─── TEXT EXCERPT
Streamline Without Sacrifice -- Squeeze out Computation Redundancy in LMM

TL;DR

This paper reveals computation-level redundancy in vision tokens within decoder-only large multimodal models and proposes ProxyV, a method that uses a small set of proxy vision tokens to shoulder heavy computations while full vision tokens are updated through lightweight guided modules. By downsampling vision tokens to proxies and propagating information back to full tokens, ProxyV significantly reduces prefilling FLOPs/time with no loss or even gains on several backbones, and a non-spatial variant enables seamless combination with token-reduction approaches. The approach is validated across multiple LLM backbones and benchmarks, showing effectiveness in preserving fine-grained visual understanding while improving efficiency, and it offers a flexible path to combine with existing token-reduction methods. Overall, ProxyV advances practical deployment of LMMs by mitigating computation without sacrificing (and sometimes enhancing) performance, especially on tasks requiring dense visual grounding.
──────
EXERCISE REQUIREMENTS -
Please condense the paragraph of the ProxyV summary that begins "This paper reveals" into a short bulleted list that keeps its main facts. The records have no connection to the summary.
─── DATA RECORDS
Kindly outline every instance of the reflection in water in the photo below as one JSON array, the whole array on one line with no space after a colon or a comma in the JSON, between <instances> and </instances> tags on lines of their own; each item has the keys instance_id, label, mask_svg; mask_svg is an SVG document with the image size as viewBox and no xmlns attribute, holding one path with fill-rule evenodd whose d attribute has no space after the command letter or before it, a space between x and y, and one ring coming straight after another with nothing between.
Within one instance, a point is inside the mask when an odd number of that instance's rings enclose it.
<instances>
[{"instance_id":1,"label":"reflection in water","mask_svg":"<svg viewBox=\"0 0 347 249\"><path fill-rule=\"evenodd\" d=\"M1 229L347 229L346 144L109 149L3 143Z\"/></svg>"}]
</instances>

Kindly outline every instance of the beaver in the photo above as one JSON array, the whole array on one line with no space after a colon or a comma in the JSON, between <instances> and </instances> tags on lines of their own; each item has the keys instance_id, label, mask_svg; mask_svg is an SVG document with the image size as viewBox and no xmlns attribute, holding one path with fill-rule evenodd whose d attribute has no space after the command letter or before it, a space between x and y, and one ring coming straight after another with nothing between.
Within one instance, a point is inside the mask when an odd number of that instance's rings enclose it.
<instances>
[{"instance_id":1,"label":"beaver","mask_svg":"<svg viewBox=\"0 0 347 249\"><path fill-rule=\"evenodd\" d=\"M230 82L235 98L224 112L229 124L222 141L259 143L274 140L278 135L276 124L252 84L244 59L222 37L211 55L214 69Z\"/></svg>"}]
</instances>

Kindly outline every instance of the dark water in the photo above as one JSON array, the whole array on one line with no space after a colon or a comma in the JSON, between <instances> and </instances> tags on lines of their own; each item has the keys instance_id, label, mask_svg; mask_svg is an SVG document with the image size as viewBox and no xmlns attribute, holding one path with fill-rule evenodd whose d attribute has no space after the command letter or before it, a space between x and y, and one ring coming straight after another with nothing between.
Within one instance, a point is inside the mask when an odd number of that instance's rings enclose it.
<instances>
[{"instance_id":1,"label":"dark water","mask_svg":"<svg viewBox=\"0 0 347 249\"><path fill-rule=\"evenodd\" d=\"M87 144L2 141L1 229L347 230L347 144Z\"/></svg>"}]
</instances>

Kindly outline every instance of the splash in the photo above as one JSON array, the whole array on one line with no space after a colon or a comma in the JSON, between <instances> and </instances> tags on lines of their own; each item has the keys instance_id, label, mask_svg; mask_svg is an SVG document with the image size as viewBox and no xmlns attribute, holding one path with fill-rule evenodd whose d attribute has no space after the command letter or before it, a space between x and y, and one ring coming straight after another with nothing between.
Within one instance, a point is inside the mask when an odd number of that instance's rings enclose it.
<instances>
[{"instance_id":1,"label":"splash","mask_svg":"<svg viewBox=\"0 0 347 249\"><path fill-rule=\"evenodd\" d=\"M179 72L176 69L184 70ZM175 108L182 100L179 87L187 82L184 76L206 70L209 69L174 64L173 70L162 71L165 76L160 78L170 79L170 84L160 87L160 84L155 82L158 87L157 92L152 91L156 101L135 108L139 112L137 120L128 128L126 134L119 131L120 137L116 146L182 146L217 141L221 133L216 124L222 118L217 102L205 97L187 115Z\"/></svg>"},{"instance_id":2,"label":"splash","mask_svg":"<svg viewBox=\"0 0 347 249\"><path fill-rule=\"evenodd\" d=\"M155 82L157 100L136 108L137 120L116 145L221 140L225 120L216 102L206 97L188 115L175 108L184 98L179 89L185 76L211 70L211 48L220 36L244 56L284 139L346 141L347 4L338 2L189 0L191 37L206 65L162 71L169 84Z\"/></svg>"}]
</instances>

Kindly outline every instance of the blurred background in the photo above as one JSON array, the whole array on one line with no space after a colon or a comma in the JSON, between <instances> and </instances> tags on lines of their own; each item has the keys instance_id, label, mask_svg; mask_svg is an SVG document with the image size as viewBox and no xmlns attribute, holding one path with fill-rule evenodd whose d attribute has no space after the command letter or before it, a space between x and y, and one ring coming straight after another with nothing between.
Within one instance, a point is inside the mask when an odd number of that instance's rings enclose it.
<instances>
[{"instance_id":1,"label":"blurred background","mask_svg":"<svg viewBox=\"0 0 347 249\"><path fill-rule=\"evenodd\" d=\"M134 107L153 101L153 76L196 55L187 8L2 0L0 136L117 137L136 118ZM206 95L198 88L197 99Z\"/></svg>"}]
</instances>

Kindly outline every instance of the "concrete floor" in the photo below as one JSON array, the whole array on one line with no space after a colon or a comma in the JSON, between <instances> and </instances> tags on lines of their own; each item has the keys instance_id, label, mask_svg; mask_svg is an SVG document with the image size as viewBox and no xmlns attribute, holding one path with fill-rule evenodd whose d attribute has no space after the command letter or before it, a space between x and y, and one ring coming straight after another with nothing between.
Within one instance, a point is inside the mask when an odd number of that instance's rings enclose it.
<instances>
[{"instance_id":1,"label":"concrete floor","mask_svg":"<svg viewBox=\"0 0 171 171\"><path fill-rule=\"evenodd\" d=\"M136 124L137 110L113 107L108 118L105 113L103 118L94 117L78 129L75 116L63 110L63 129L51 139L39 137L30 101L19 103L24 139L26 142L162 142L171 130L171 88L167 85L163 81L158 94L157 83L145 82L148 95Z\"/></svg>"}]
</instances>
──────
ANSWER TO THE PROBLEM -
- Finds computation-level redundancy in vision tokens within decoder-only large multimodal models.
- Proposes ProxyV: a small set of proxy vision tokens handles the heavy computations, and lightweight guided modules update the full vision tokens.
- Downsamples vision tokens to proxies and propagates information back to the full tokens.
- Substantially cuts prefilling FLOPs and time with no loss, or even gains, on several backbones.
- A non-spatial variant combines seamlessly with token-reduction approaches.
- Validated across multiple LLM backbones and benchmarks, preserving fine-grained visual understanding while improving efficiency.
- Advances practical LMM deployment by reducing computation without sacrificing performance, and sometimes improving it, especially on tasks needing dense visual grounding.